[Data extracted from a collection]
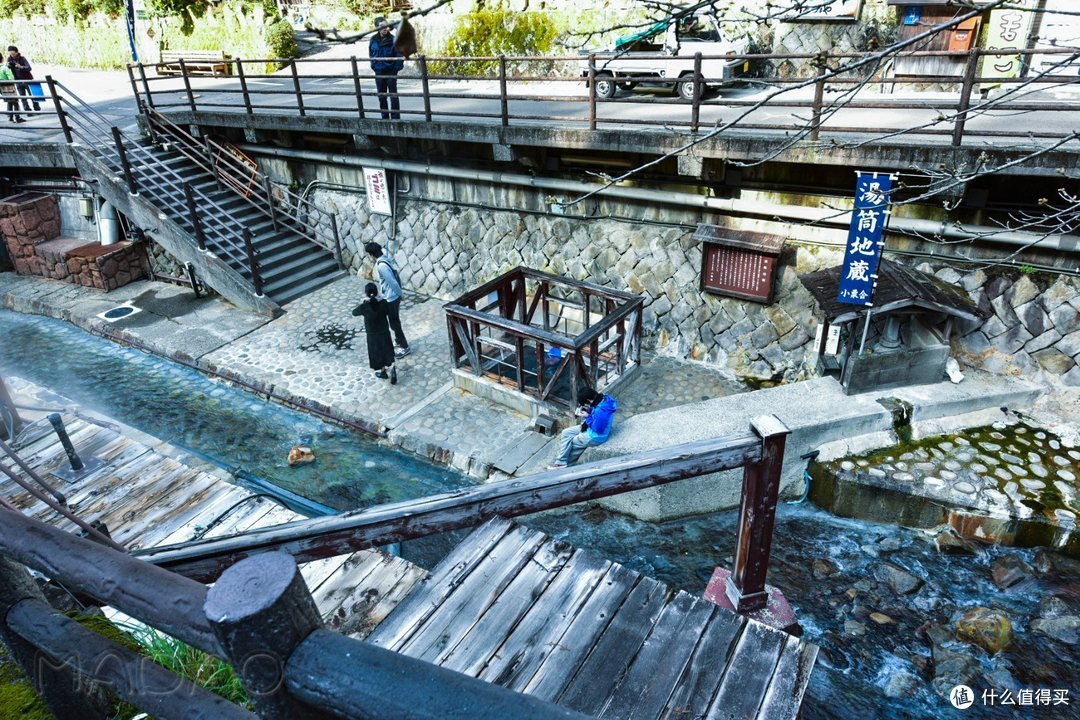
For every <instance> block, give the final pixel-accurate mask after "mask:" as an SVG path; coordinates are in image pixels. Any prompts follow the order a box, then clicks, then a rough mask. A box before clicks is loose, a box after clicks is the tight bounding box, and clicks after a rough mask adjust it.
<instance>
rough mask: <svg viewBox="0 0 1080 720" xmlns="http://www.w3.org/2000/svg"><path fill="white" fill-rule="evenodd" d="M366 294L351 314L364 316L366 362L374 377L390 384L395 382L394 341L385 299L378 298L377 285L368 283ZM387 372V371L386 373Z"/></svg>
mask: <svg viewBox="0 0 1080 720" xmlns="http://www.w3.org/2000/svg"><path fill="white" fill-rule="evenodd" d="M364 294H365V295H366V296H367V297H366V298H365V299H364V301H363V302H361V303H360V304H359V305H356V307H355V308H353V311H352V314H353V315H354V316H355V315H359V316H361V317H363V318H364V331H365V332H366V335H367V364H368V365H369V366H370V368H372V369H373V370H375V377H376V378H381V379H382V380H386V379H387V378H389V379H390V384H391V385H394V384H397V368H396V367H394V342H393V340H392V339H391V337H390V321H389V320H388V313H387V301H386V300H380V299H379V287H378V285H376V284H375V283H368V284H367V285H366V286H365V287H364ZM388 372H389V373H388Z"/></svg>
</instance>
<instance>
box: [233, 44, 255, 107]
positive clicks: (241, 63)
mask: <svg viewBox="0 0 1080 720" xmlns="http://www.w3.org/2000/svg"><path fill="white" fill-rule="evenodd" d="M237 77H238V78H240V92H241V93H243V95H244V112H246V113H247V114H253V113H254V112H255V111H254V110H253V109H252V96H251V93H248V92H247V76H245V74H244V63H243V60H241V59H240V58H239V57H238V58H237Z"/></svg>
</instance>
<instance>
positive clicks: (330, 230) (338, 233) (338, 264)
mask: <svg viewBox="0 0 1080 720" xmlns="http://www.w3.org/2000/svg"><path fill="white" fill-rule="evenodd" d="M330 231H332V232H333V233H334V259H335V260H337V263H338V270H345V261H343V260H342V259H341V234H340V233H339V232H338V228H337V214H336V213H330Z"/></svg>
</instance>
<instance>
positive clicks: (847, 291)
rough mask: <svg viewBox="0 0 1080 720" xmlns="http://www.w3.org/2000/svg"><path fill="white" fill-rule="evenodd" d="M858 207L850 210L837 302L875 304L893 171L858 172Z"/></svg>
mask: <svg viewBox="0 0 1080 720" xmlns="http://www.w3.org/2000/svg"><path fill="white" fill-rule="evenodd" d="M858 175H859V179H858V180H856V181H855V207H854V209H853V210H852V212H851V229H850V230H849V231H848V246H847V248H846V249H845V252H843V270H842V271H841V273H840V289H839V293H838V295H837V297H836V300H837V302H849V303H851V304H856V305H872V304H874V287H875V284H876V282H877V266H878V260H879V259H880V258H881V248H882V247H883V246H885V226H886V223H887V222H888V220H889V193H890V192H892V181H893V180H894V179H895V177H894V176H891V175H882V174H879V173H858Z"/></svg>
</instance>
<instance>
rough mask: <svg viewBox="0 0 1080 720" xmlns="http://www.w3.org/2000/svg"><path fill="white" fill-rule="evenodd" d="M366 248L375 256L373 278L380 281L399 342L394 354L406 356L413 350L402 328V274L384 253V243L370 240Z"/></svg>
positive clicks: (393, 330)
mask: <svg viewBox="0 0 1080 720" xmlns="http://www.w3.org/2000/svg"><path fill="white" fill-rule="evenodd" d="M364 249H365V250H366V252H367V254H368V255H370V256H372V257H373V258H375V277H374V279H373V280H375V281H377V282H378V283H379V295H380V296H382V299H383V300H386V302H387V307H388V310H389V313H388V314H389V317H390V329H392V330H393V331H394V340H395V341H396V343H397V349H396V350H395V351H394V355H395V356H397V357H405V356H406V355H408V354H409V353H410V352H413V351H411V350H410V349H409V347H408V340H406V339H405V331H404V330H402V318H401V305H402V297H403V296H404V295H405V293H404V291H403V290H402V277H401V274H400V273H399V272H397V268H395V267H394V263H393V261H392V260H391V259H390V258H388V257H387V256H386V255H383V254H382V245H379V244H378V243H376V242H370V243H366V244H365V245H364Z"/></svg>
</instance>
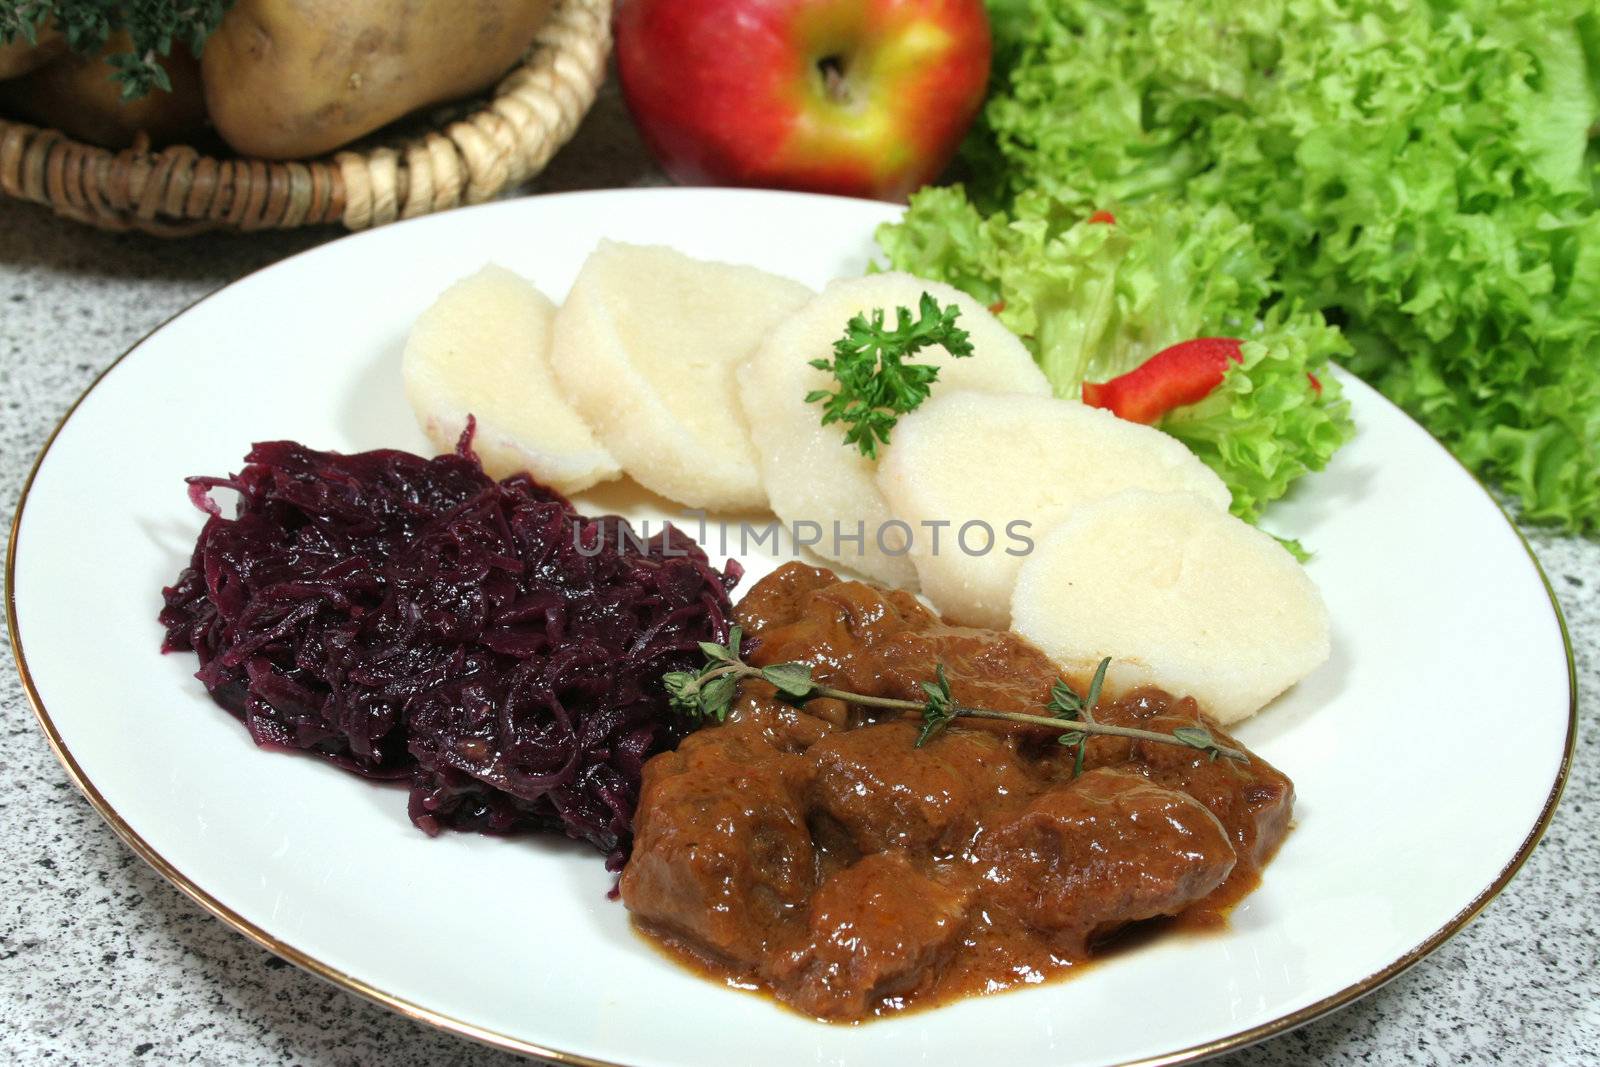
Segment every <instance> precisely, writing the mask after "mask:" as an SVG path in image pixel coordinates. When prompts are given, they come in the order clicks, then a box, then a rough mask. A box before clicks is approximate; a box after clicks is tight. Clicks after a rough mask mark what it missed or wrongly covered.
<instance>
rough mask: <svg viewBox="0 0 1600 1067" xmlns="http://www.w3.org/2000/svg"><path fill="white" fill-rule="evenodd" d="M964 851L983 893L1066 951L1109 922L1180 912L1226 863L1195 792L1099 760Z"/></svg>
mask: <svg viewBox="0 0 1600 1067" xmlns="http://www.w3.org/2000/svg"><path fill="white" fill-rule="evenodd" d="M973 856H974V859H976V861H978V864H979V865H981V870H982V873H981V878H982V880H984V883H987V885H986V899H989V901H992V902H994V904H995V905H998V907H1003V909H1006V910H1010V912H1011V913H1014V915H1016V917H1018V918H1021V920H1022V921H1024V923H1026V925H1027V926H1032V928H1034V929H1037V931H1042V933H1045V934H1048V936H1050V942H1051V945H1053V949H1054V950H1056V952H1062V953H1069V955H1080V953H1083V952H1085V950H1086V949H1088V945H1090V942H1093V941H1094V937H1096V936H1099V934H1104V933H1109V931H1112V929H1115V928H1117V926H1122V925H1126V923H1130V921H1138V920H1141V918H1155V917H1157V915H1174V913H1178V912H1181V910H1182V909H1184V907H1187V905H1189V904H1194V902H1195V901H1198V899H1202V897H1203V896H1206V894H1208V893H1211V891H1213V889H1216V888H1218V886H1221V885H1222V881H1224V880H1226V878H1227V875H1229V873H1230V872H1232V870H1234V862H1235V854H1234V846H1232V845H1230V843H1229V840H1227V830H1224V829H1222V824H1221V822H1218V821H1216V816H1213V814H1211V813H1210V811H1206V808H1205V805H1202V803H1200V801H1198V800H1194V798H1192V797H1187V795H1184V793H1181V792H1176V790H1171V789H1162V787H1160V785H1155V784H1152V782H1149V781H1146V779H1144V777H1141V776H1139V774H1133V773H1130V771H1114V769H1107V768H1101V769H1096V771H1088V773H1086V774H1083V777H1080V779H1078V781H1075V782H1072V785H1069V787H1064V789H1061V787H1058V789H1051V790H1048V792H1043V793H1040V795H1038V797H1037V798H1035V800H1034V801H1032V803H1030V805H1029V806H1027V808H1024V809H1022V811H1021V813H1019V814H1018V816H1016V817H1014V819H1011V821H1010V822H1003V824H1000V825H998V827H995V829H994V832H990V833H986V835H984V837H982V840H981V841H979V843H978V848H974V849H973Z"/></svg>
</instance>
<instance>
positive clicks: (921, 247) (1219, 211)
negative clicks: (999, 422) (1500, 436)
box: [878, 187, 1354, 522]
mask: <svg viewBox="0 0 1600 1067" xmlns="http://www.w3.org/2000/svg"><path fill="white" fill-rule="evenodd" d="M878 245H880V246H882V248H883V251H885V254H886V256H888V259H890V262H891V264H893V266H894V267H896V269H899V270H909V272H912V274H918V275H922V277H926V278H936V280H941V282H949V283H950V285H955V286H958V288H962V290H965V291H968V293H971V294H973V296H976V298H978V299H979V301H984V302H986V304H990V306H997V307H998V315H1000V320H1002V322H1003V323H1005V325H1006V326H1008V328H1010V330H1011V331H1013V333H1016V334H1018V336H1019V338H1022V341H1024V344H1027V346H1029V350H1030V352H1032V354H1034V358H1035V360H1037V362H1038V365H1040V368H1042V370H1043V371H1045V376H1046V378H1048V379H1050V382H1051V387H1053V389H1054V392H1056V395H1059V397H1077V395H1078V394H1080V389H1082V384H1083V382H1085V381H1106V379H1110V378H1115V376H1117V374H1122V373H1125V371H1130V370H1133V368H1134V366H1138V365H1141V363H1142V362H1144V360H1147V358H1149V357H1152V355H1155V354H1157V352H1160V350H1162V349H1165V347H1168V346H1173V344H1178V342H1179V341H1189V339H1192V338H1202V336H1226V338H1240V339H1242V341H1245V346H1243V363H1242V365H1238V366H1235V368H1232V370H1230V371H1229V373H1227V374H1226V376H1224V379H1222V386H1221V387H1218V390H1216V392H1213V394H1211V395H1210V397H1206V400H1203V402H1202V403H1197V405H1192V406H1187V408H1178V410H1176V411H1173V413H1170V414H1168V416H1165V418H1163V419H1162V421H1160V422H1158V424H1157V426H1158V427H1160V429H1163V430H1166V432H1170V434H1173V435H1174V437H1178V438H1179V440H1182V442H1184V443H1186V445H1189V448H1190V450H1194V451H1195V454H1197V456H1198V458H1200V459H1202V461H1203V462H1206V464H1208V466H1210V467H1211V469H1213V470H1216V472H1218V475H1219V477H1221V478H1222V480H1224V482H1226V483H1227V486H1229V490H1230V491H1232V494H1234V512H1235V514H1237V515H1240V517H1243V518H1248V520H1251V522H1254V520H1256V518H1259V517H1261V510H1262V509H1264V507H1266V506H1267V504H1269V502H1270V501H1274V499H1277V498H1280V496H1283V493H1286V491H1288V488H1290V485H1291V483H1293V482H1294V480H1296V478H1299V477H1301V475H1304V474H1307V472H1309V470H1320V469H1322V467H1323V466H1326V462H1328V458H1330V456H1333V453H1334V451H1336V450H1338V448H1339V446H1341V445H1342V443H1344V442H1347V440H1349V438H1350V435H1352V434H1354V426H1352V422H1350V414H1349V405H1347V403H1346V402H1344V398H1342V395H1341V392H1339V384H1338V381H1334V379H1333V378H1331V374H1330V373H1328V362H1330V358H1331V357H1334V355H1342V354H1347V352H1349V346H1347V344H1346V341H1344V339H1342V338H1341V334H1339V331H1338V330H1334V328H1331V326H1328V325H1326V323H1325V322H1323V320H1322V317H1320V315H1315V314H1299V312H1290V310H1286V304H1283V302H1278V294H1277V293H1275V291H1274V288H1272V286H1270V282H1269V278H1270V274H1272V269H1270V266H1269V264H1267V261H1266V256H1264V253H1262V250H1261V248H1259V246H1258V242H1256V238H1254V234H1253V232H1251V227H1250V226H1246V224H1245V222H1242V221H1240V219H1238V218H1237V216H1235V214H1234V213H1232V211H1230V210H1229V208H1226V206H1222V205H1213V206H1210V208H1203V210H1202V208H1192V206H1186V205H1178V203H1170V202H1163V200H1147V202H1142V203H1138V205H1134V206H1128V208H1117V211H1115V222H1114V224H1104V222H1093V221H1090V219H1088V213H1085V211H1083V210H1082V208H1077V206H1069V205H1066V203H1062V202H1059V200H1053V198H1050V197H1045V195H1042V194H1027V195H1022V197H1019V198H1018V200H1016V208H1014V211H1013V213H995V214H990V216H987V218H986V216H982V214H981V213H979V211H978V210H976V208H974V206H973V205H971V203H970V202H968V200H966V197H965V194H963V192H962V189H960V187H942V189H926V190H923V192H920V194H917V195H915V197H914V198H912V203H910V210H909V211H907V213H906V216H904V218H902V219H901V221H899V222H894V224H888V226H883V227H880V229H878ZM1307 374H1315V376H1317V378H1318V379H1320V382H1322V390H1320V392H1318V390H1317V389H1315V387H1314V384H1312V381H1310V378H1307Z"/></svg>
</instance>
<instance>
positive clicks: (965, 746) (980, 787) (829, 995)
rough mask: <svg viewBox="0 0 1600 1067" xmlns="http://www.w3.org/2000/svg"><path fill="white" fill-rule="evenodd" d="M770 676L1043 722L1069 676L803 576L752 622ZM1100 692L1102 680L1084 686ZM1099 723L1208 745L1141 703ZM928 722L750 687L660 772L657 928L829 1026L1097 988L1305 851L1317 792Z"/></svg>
mask: <svg viewBox="0 0 1600 1067" xmlns="http://www.w3.org/2000/svg"><path fill="white" fill-rule="evenodd" d="M739 619H741V624H742V625H744V627H746V632H747V633H750V635H752V637H755V638H757V640H758V641H760V645H758V646H757V649H755V651H754V653H750V654H749V661H750V662H752V664H757V665H763V664H771V662H786V661H803V662H810V664H813V667H814V673H816V677H818V680H819V681H822V683H826V685H832V686H837V688H842V689H848V691H854V693H864V694H880V696H896V697H901V699H920V681H922V680H925V678H931V677H933V672H934V667H936V665H938V664H942V665H944V667H946V672H947V677H949V680H950V686H952V691H954V694H955V697H957V701H962V702H968V704H981V705H986V707H997V709H1010V710H1038V709H1040V707H1042V705H1043V704H1045V701H1048V691H1050V685H1051V683H1054V681H1056V680H1058V677H1059V675H1058V673H1056V670H1054V669H1053V667H1051V664H1050V662H1048V661H1046V659H1045V657H1043V654H1042V653H1038V651H1037V649H1034V648H1032V646H1030V645H1027V643H1026V641H1021V638H1018V637H1014V635H1011V633H1000V632H992V630H973V629H965V627H954V625H949V624H946V622H942V621H939V619H938V617H936V616H933V614H931V613H928V611H926V609H925V608H922V606H920V605H918V603H917V601H915V598H912V597H909V595H906V593H899V592H886V590H882V589H875V587H870V585H864V584H859V582H842V581H838V579H837V577H835V576H832V574H830V573H827V571H819V569H813V568H806V566H800V565H795V563H790V565H787V566H784V568H781V569H779V571H776V573H774V574H771V576H768V577H766V579H763V581H762V582H758V584H757V585H755V587H754V589H752V590H750V592H749V593H747V597H746V600H744V603H741V605H739ZM1072 681H1075V683H1077V685H1078V689H1080V691H1082V681H1083V680H1072ZM1098 718H1101V720H1102V721H1115V723H1123V725H1139V726H1144V728H1149V729H1162V731H1170V729H1173V728H1176V726H1182V725H1195V723H1202V721H1205V725H1206V726H1208V728H1210V729H1211V731H1213V733H1214V734H1216V736H1218V739H1219V741H1222V742H1224V744H1234V745H1237V741H1234V739H1230V737H1227V736H1226V734H1224V733H1222V731H1221V729H1218V728H1216V726H1214V725H1213V723H1210V721H1206V720H1203V717H1202V715H1200V709H1198V707H1197V705H1195V704H1194V701H1189V699H1174V697H1170V696H1168V694H1165V693H1160V691H1155V689H1141V691H1136V693H1131V694H1126V696H1123V697H1122V699H1118V701H1109V702H1102V707H1101V709H1098ZM915 734H917V725H915V721H910V720H906V718H904V717H899V715H888V717H882V718H874V717H870V715H866V713H862V712H861V709H856V707H845V705H843V704H840V702H837V701H813V702H811V704H808V705H806V707H805V709H803V710H802V709H795V707H792V705H789V704H786V702H782V701H779V699H778V697H776V694H774V693H773V689H771V686H766V685H765V683H746V685H744V686H742V689H741V696H739V701H738V707H736V709H734V712H733V713H731V715H730V718H728V721H726V723H725V725H720V726H712V728H706V729H701V731H698V733H696V734H691V736H690V737H686V739H685V741H683V744H682V745H680V747H678V749H677V750H675V752H667V753H662V755H658V757H654V758H653V760H651V761H650V763H648V765H646V766H645V781H643V790H642V797H640V806H638V813H637V816H635V833H637V837H635V846H634V854H632V859H630V861H629V865H627V869H626V870H624V873H622V880H621V893H622V899H624V902H626V904H627V907H629V909H630V910H632V918H634V926H635V929H637V931H638V933H640V934H642V936H645V937H646V939H648V941H650V942H651V944H654V945H656V947H658V949H661V950H662V952H664V953H666V955H667V957H669V958H672V960H675V961H677V963H680V965H683V966H686V968H690V969H693V971H694V973H698V974H701V976H704V977H707V979H712V981H718V982H723V984H726V985H731V987H736V989H746V990H762V992H766V993H768V995H771V997H774V998H776V1000H778V1001H779V1003H784V1005H786V1006H789V1008H792V1009H795V1011H798V1013H802V1014H806V1016H811V1017H818V1019H827V1021H840V1022H861V1021H869V1019H872V1017H882V1016H885V1014H896V1013H901V1011H906V1009H922V1008H928V1006H936V1005H941V1003H947V1001H950V1000H957V998H962V997H974V995H987V993H995V992H1002V990H1006V989H1014V987H1019V985H1032V984H1038V982H1043V981H1048V979H1054V977H1059V976H1066V974H1077V973H1082V969H1083V968H1085V966H1086V965H1090V963H1091V961H1094V960H1102V958H1107V957H1112V955H1120V953H1123V952H1128V950H1131V949H1134V947H1138V945H1142V944H1147V942H1149V941H1150V939H1154V937H1157V936H1162V937H1165V936H1171V934H1174V933H1182V934H1205V933H1211V931H1218V929H1222V928H1226V925H1227V913H1229V912H1230V910H1232V909H1234V907H1235V905H1237V904H1238V902H1240V901H1242V899H1243V897H1245V896H1248V894H1250V893H1251V891H1253V889H1254V888H1256V886H1258V885H1259V881H1261V867H1262V865H1264V864H1266V862H1267V859H1269V857H1270V856H1272V853H1274V851H1275V849H1277V846H1278V845H1280V843H1282V840H1283V835H1285V833H1286V832H1288V825H1290V816H1291V811H1293V785H1291V784H1290V781H1288V779H1286V777H1283V776H1282V774H1280V773H1278V771H1275V769H1274V768H1270V766H1269V765H1267V763H1266V761H1262V760H1259V757H1253V758H1251V761H1250V763H1246V765H1240V763H1232V761H1227V760H1218V761H1211V760H1208V758H1206V757H1205V753H1200V752H1195V750H1190V749H1179V747H1174V745H1163V744H1154V742H1138V741H1134V742H1130V741H1126V739H1117V737H1093V739H1091V741H1090V742H1088V745H1086V760H1085V773H1083V774H1082V776H1075V774H1074V773H1072V752H1070V750H1069V749H1064V747H1061V745H1058V744H1056V742H1054V737H1051V736H1048V734H1045V736H1042V731H1038V729H1035V728H1027V726H1013V725H1010V723H994V721H979V720H962V721H958V723H955V725H952V726H950V728H949V729H947V731H946V733H944V734H941V736H939V737H936V739H934V741H931V742H930V744H926V745H925V747H922V749H918V747H915V744H914V742H915Z"/></svg>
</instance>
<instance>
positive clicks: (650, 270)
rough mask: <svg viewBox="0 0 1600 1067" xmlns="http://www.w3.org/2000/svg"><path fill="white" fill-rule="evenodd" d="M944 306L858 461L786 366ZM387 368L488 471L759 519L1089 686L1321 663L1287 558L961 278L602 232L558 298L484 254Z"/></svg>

### WHAT IS REQUIRED
Start with the first line of the records above and end with the line containing "box: [233, 44, 255, 107]". Output those lines exactly, pictures excluded.

### FINAL ANSWER
For every <instance> block, give the final pixel-accurate mask after "mask:" as an SVG path; coordinates are in image pixels. Any prompts follow the order a box, then clicks, then a rough mask. A box before clicks is loose, a box after clicks is the tight bounding box, and clicks after a rough mask adjust it.
<instance>
rough mask: <svg viewBox="0 0 1080 720" xmlns="http://www.w3.org/2000/svg"><path fill="white" fill-rule="evenodd" d="M366 294L351 314L364 316L366 362L374 377L390 384L395 382L394 341L385 299L378 298L377 285L368 283ZM387 372V371L386 373Z"/></svg>
mask: <svg viewBox="0 0 1080 720" xmlns="http://www.w3.org/2000/svg"><path fill="white" fill-rule="evenodd" d="M364 294H365V295H366V296H367V297H366V298H365V299H364V301H363V302H361V303H360V304H359V305H356V307H355V308H353V311H352V314H353V315H354V316H355V315H359V316H361V317H363V318H364V331H365V332H366V335H367V364H368V365H369V366H370V368H372V369H373V370H375V377H376V378H381V379H382V380H386V379H387V378H389V379H390V384H391V385H394V384H397V368H396V367H394V342H393V340H392V339H391V337H390V321H389V320H388V313H387V301H386V300H380V299H379V287H378V285H376V284H375V283H368V284H367V285H366V286H365V287H364ZM388 372H389V373H388Z"/></svg>
</instance>
<instance>
box: [233, 44, 255, 107]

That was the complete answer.